Verilen metin >>

==================================================

Aman testi kırılmasın...
Önce Avrupa sonra ABD merkez bankası... Resesyon kaygısı, ekonominin fazla yavaşlama riski, işsizlik beklentileriyle düğmeye bastı. Hatta Fed dört yıl aradan sonra oldukça cesur bir adım attı. Üstelik enflasyonda beklediği seviyeye gelmese de freni bırakmaya karar verdi. Tabii, bu adımın Kasım ayında yapılacak ABD seçimleriyle pekala ilişkili olduğunu söylemek gerekir. Düşünün bizde olsa kıyamet kopardı, hemen Merkez Bankası'nın bağımsızlığı masaya yatırılırdı.
Ne diyeyim!
Fed'in hemen arkasından dün de bizim Türkiye Cumhuriyet Merkez Bankası'nın (TCMB) toplantısı oldu. Fed marj açsa da TCMB politikasını değiştirmedi. Faizi yüzde 50'de bıraktı. Karar metnine de "para politikası araçları etkin şekilde kullanılacak" notu düştü. Tabii, bu ifade ağustos metninde "Para politikası duruşu sıkılaştırılacak" cümlesine göre kimi ekonomistler tarafından yumuşama sinyali olarak görüldü.
Bana göre, TCMB'nin açıklamasında para politikasına sıkılaştırma referansı yok ama faizleri düşürmeye başlayacağına dair bir izlenim de bulunmuyor. Doğruluğunu yanlışlığını bir kenara bırakalım, 2025'e kadar bir indirim yapacağını sanmıyorum.

==================================================

Kısa soru 1 >> Merkez bankaları yazısındaki "Önce Avrupa sonra" ile başlayıp "bağımsızlığı masaya yatırılırdı." ile biten kısmı aynen yazın.
Kısa soru 2 >> Merkez bankaları yazısını kaldığı yerden sürdürün.

Veri bölümü >>
==================================================

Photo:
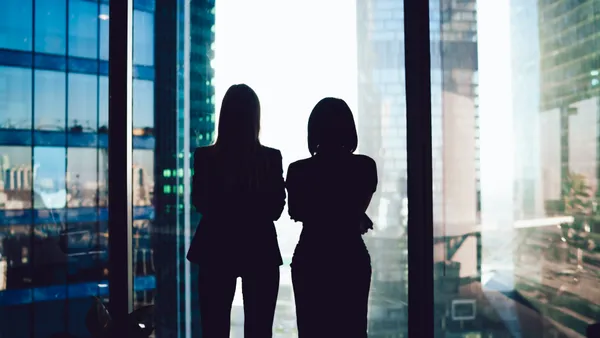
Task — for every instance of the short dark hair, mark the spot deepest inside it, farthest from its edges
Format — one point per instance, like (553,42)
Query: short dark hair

==================================================

Yazılı cevap 1 >>
Önce Avrupa sonra ABD merkez bankası... Resesyon kaygısı, ekonominin fazla yavaşlama riski, işsizlik beklentileriyle düğmeye bastı. Hatta Fed dört yıl aradan sonra oldukça cesur bir adım attı. Üstelik enflasyonda beklediği seviyeye gelmese de freni bırakmaya karar verdi. Tabii, bu adımın Kasım ayında yapılacak ABD seçimleriyle pekala ilişkili olduğunu söylemek gerekir. Düşünün bizde olsa kıyamet kopardı, hemen Merkez Bankası'nın bağımsızlığı masaya yatırılırdı.

Yazılı cevap 2 >>
Peki tablo kötüleşirse...
Öyle ya...
Şimdiden öncü durgunluk sinyalleri geliyor. Sıkı para politikasının ekonomideki soğuma etkisi kendini talepten çok üretim ayağında gösterdi. Otomotiv piyasasında sert düşüş var. İmalat sanayisinde üretim dört aydır azalıyor. Keza inşaat sektöründe de durum pek iç açıcı değil... Makine ve teçhizat yatırımlarında daralma var. İhracat pazarları hareketli olsa da kura bağlı dış pazar fiyatlamasında dolayısıyla da siparişlerde sıkıntı yaşayan sektörler var. Önümüzdeki süreçte reel sektörde iflas, konkordato, kapanan şirket sayılarının yükselmesi durumunda işsizliğin artması kaçınılmaz.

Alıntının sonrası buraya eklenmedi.